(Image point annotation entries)
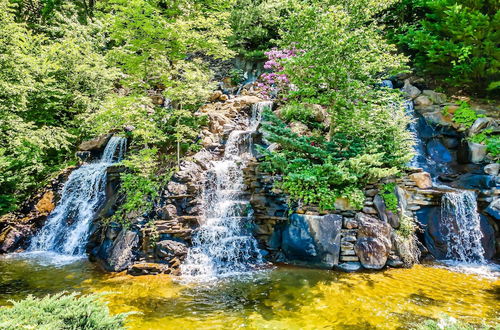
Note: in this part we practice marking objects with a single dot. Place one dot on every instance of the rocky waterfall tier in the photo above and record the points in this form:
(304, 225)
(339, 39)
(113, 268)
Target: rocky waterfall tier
(224, 245)
(67, 227)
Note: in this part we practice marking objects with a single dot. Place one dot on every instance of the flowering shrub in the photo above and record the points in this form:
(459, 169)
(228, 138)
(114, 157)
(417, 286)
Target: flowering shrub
(277, 80)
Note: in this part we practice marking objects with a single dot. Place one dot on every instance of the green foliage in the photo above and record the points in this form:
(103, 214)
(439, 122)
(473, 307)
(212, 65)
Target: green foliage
(465, 115)
(295, 111)
(493, 146)
(344, 53)
(341, 57)
(457, 41)
(316, 171)
(236, 76)
(407, 227)
(390, 198)
(255, 25)
(45, 83)
(60, 311)
(151, 41)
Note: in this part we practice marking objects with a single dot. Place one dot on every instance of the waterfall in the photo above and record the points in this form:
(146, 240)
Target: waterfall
(224, 245)
(461, 227)
(67, 228)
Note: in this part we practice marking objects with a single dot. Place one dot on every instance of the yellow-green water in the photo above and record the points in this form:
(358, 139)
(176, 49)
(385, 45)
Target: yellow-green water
(282, 298)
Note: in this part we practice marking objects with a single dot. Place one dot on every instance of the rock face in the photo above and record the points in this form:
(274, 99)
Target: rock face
(16, 229)
(121, 253)
(96, 144)
(422, 180)
(430, 218)
(314, 240)
(374, 241)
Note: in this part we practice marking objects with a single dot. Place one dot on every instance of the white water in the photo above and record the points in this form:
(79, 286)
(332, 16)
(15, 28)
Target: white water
(67, 228)
(224, 245)
(461, 227)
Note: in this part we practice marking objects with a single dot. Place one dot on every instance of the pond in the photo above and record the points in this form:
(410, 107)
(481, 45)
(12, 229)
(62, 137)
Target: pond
(279, 298)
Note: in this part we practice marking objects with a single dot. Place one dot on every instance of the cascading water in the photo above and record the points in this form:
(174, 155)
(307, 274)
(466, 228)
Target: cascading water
(67, 227)
(224, 245)
(461, 227)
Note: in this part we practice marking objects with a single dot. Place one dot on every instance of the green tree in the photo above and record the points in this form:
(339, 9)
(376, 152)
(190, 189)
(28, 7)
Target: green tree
(457, 41)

Stated task: Rescale the data above from the line containing "of the waterfall" through the end of the data. Copy every line in that range, and multiply each coordinate in the answer points by 1.05, rounding to whole numbers with halves rounded up. Leave all other lines, including their sample points, unchanged.

Exercise solution:
Note: in this part we practice marking objects with a single dot. Place one dot on every instance of the waterfall in the photo above and record the points in this form:
(146, 240)
Target: waterfall
(235, 257)
(484, 238)
(70, 239)
Note: in this part we practice marking objects with a single dot. Place one dot on every instance of the yellow-green water in the photo above and record the points in this form:
(358, 139)
(176, 49)
(385, 45)
Target: yellow-green water
(296, 313)
Note: in this part we practice marking objects with a single dot. Place one dot on every instance of the rock face in the photo above and record the points in this form:
(274, 99)
Target: rock face
(17, 240)
(127, 266)
(101, 151)
(443, 189)
(452, 229)
(330, 252)
(393, 253)
Note: in this part we practice marking objects with a single dot. Place one dot on every instance of the white water in the photo above and record the points in this form:
(79, 286)
(332, 16)
(15, 28)
Target: white water
(70, 239)
(235, 257)
(484, 238)
Note: in this part we practice marking objects with a single dot. Place one dot on every instance of the pond in the photo above and record the points in this form:
(410, 107)
(481, 45)
(12, 229)
(62, 137)
Target: pond
(293, 313)
Note: in this part we practice marking objects with a single dot. Place one dot on every instance of the cascading water in the photo above and record the points in this form:
(174, 155)
(307, 274)
(466, 228)
Target: cascading water
(70, 238)
(235, 257)
(484, 238)
Note: in this part we practice marking objects with a single dot. Place one dot on every instance of the green tree in the photo above and record the points in this form:
(339, 9)
(376, 152)
(190, 189)
(28, 7)
Target: green tree
(480, 43)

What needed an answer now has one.